Exercise goal.
Only the lines that hold the word "illuminated" are wanted from this listing.

Exercise material.
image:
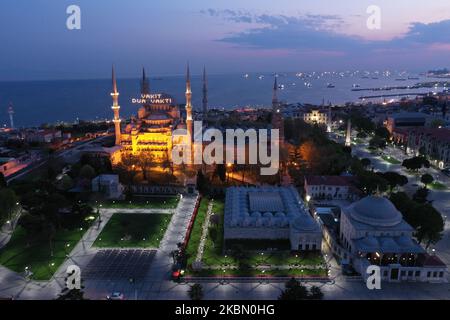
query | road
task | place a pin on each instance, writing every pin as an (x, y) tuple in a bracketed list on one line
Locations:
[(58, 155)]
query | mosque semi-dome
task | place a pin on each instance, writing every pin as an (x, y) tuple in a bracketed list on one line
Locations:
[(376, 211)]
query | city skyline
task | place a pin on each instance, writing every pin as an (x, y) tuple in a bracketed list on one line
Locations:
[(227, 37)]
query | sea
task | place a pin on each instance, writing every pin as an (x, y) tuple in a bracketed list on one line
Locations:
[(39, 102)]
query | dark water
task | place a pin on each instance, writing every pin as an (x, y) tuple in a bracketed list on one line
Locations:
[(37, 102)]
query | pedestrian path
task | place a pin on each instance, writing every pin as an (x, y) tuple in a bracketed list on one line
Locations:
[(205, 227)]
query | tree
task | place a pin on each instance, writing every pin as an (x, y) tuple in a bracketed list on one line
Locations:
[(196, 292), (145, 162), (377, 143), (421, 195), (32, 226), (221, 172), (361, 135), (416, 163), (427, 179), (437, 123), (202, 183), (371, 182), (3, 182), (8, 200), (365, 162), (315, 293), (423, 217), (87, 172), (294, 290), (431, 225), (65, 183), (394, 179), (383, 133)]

--

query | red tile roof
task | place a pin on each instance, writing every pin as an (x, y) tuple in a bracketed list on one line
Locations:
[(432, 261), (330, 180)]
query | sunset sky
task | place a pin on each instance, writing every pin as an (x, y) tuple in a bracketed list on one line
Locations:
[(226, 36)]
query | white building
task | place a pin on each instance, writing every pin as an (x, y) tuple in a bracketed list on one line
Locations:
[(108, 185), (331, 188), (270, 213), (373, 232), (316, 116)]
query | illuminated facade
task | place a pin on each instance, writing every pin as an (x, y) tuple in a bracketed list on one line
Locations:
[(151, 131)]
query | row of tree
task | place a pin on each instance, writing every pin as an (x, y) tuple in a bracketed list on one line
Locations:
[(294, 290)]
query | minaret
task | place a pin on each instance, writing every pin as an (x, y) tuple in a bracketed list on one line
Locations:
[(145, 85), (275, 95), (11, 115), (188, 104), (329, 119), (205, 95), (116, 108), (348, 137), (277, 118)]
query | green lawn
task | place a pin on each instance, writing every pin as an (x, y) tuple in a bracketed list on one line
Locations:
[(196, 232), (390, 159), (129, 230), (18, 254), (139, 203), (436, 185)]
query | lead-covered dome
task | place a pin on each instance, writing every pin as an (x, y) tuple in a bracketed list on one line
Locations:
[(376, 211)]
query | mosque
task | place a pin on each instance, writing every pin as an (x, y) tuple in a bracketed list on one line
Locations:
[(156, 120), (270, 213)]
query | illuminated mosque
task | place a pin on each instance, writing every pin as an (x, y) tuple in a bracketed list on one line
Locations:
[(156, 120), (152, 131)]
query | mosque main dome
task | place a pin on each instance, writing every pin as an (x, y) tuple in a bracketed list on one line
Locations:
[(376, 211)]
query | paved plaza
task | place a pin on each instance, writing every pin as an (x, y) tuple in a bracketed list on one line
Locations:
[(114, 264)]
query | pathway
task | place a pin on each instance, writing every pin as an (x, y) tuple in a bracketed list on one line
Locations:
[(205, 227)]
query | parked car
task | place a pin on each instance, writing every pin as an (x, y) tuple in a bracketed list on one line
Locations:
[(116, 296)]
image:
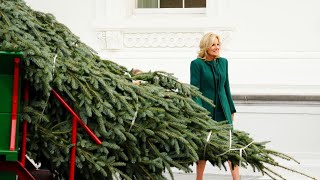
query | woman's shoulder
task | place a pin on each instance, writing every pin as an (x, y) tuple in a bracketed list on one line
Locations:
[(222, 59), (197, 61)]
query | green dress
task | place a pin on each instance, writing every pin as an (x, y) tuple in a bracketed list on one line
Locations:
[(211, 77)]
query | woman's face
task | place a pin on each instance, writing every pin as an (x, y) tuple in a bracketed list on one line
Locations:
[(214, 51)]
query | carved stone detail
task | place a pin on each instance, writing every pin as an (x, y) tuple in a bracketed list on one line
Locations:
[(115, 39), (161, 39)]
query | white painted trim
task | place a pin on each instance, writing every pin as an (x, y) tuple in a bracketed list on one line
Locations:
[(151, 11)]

--

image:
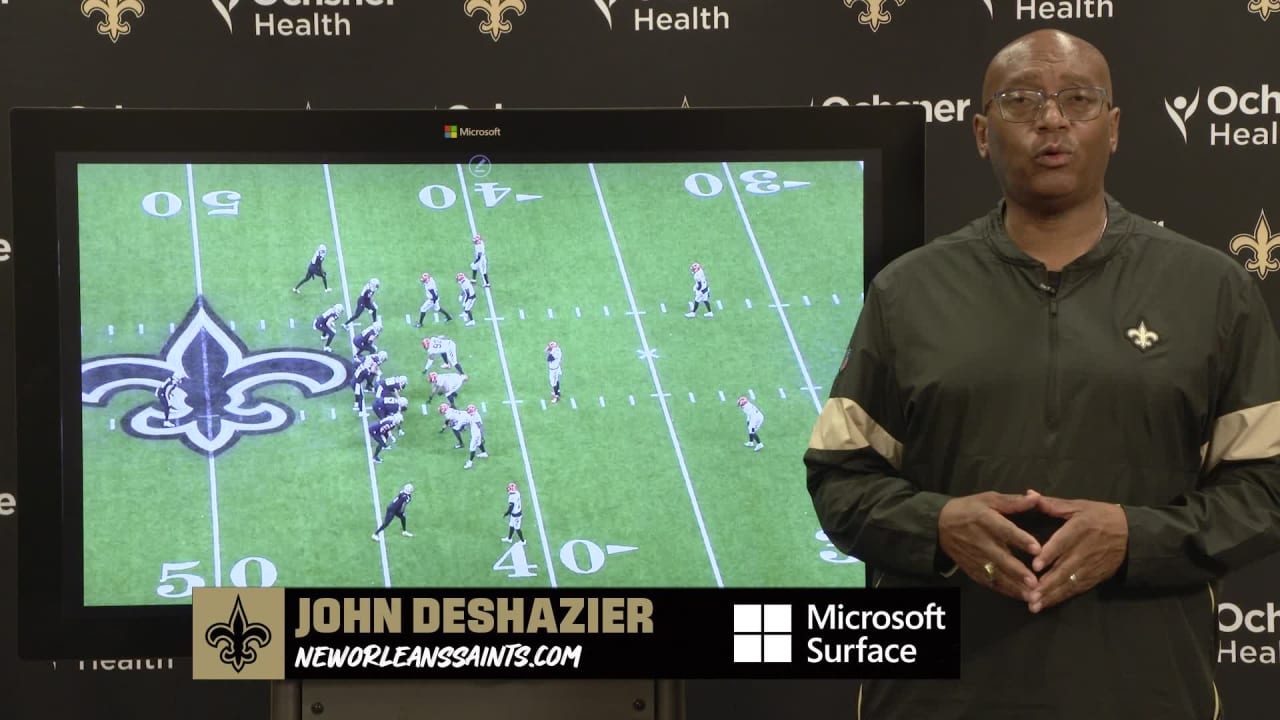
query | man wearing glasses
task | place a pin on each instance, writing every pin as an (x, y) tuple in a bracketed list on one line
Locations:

Expected output.
query | illuminated facade
query | illuminated mosque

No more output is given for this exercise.